Written request >> Extend the history of Félix Chappottín's band below, picking up right after its final sentence.

Reading text >>
>> Begin

The band was renamed Félix Chappottín y su Conjunto Todos Estrellas. The band maintained a large repertoire of Arsenio Rodriguez, adding new pieces by Felix Chappottin and other artists. His son, Angel Chappottin Valdes, was also a trumpeter in the band. Felix Chappottín directed the band successfully until the year of his death in 1983.

From 1983 until the 1990s his son Angel Chappottín Valdes was musical director. Since then, the grandson of Felix Chappottín, Jesús Ángel Chappottín Coto, trumpeter, has directed the Conjunto Chappottín together Miguelito Cuni Jr., singer, percussionist and son of the former lead singer Miguelito Cuní. Angel Chappottín Valdes played congas with the group after his retirement.

>> End

Excerpted records >>

>> Begin

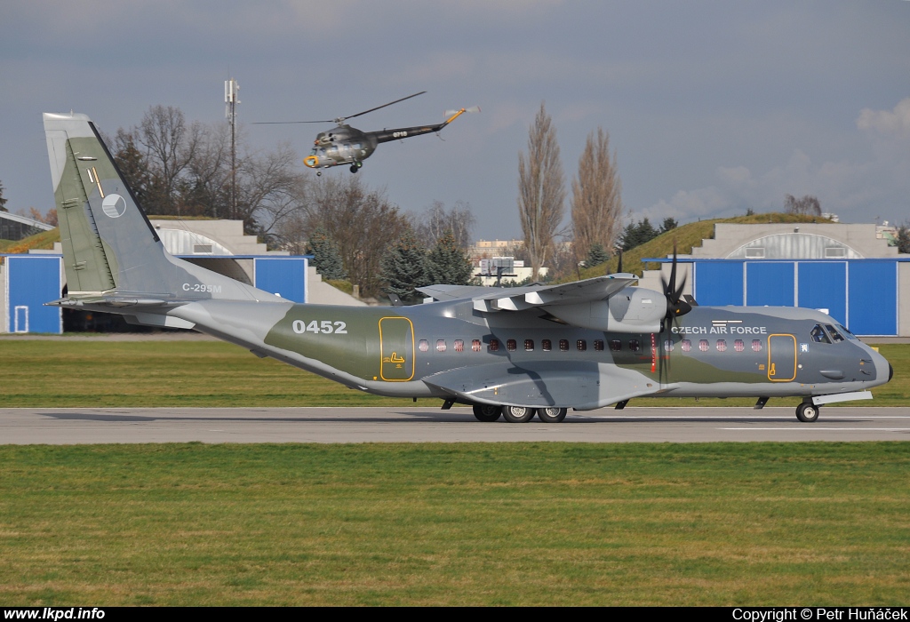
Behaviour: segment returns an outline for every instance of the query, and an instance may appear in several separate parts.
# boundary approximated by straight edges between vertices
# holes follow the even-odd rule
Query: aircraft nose
[[[872,353],[872,359],[875,362],[875,378],[883,385],[885,382],[890,382],[891,378],[895,377],[895,368],[891,366],[888,360],[875,350]]]

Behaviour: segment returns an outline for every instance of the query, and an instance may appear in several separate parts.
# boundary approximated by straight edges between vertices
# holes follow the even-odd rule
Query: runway
[[[469,408],[0,408],[0,444],[703,443],[910,440],[910,408],[570,411],[562,423],[477,421]]]

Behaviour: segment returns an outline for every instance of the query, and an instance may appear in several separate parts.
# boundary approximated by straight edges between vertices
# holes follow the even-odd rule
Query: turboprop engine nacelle
[[[563,322],[616,333],[657,333],[667,313],[663,294],[653,289],[626,287],[606,300],[544,306]]]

>> End

Answer for this exercise >>
In 2014, Conjunto Chappottín y Sus Estrellas made their first tour of the United States.

Style

The band dedicates to the traditional son with a variety of different stylistic elements such as son-montuno, guajira, guaracha, mambo, danzon, danzonette, charanga, afro-son, bembe, Cuban rumba (made up of yambú, columbia & guaguanco), and cha cha cha.

With the additional horn group Arsenio Rodríguez changed the traditional setting of a son band. Arsenio Rodríguez was one of the most influential Cuban musicians of the last century and had major influences of the development of Salsa and Latin jazz.

Under the direction of Felix Chappottín, the successor of Arsenio Rodríguez and musical director of the band for more than 3 decades, who was often compared with Louis Armstrong, the band gained international reputation.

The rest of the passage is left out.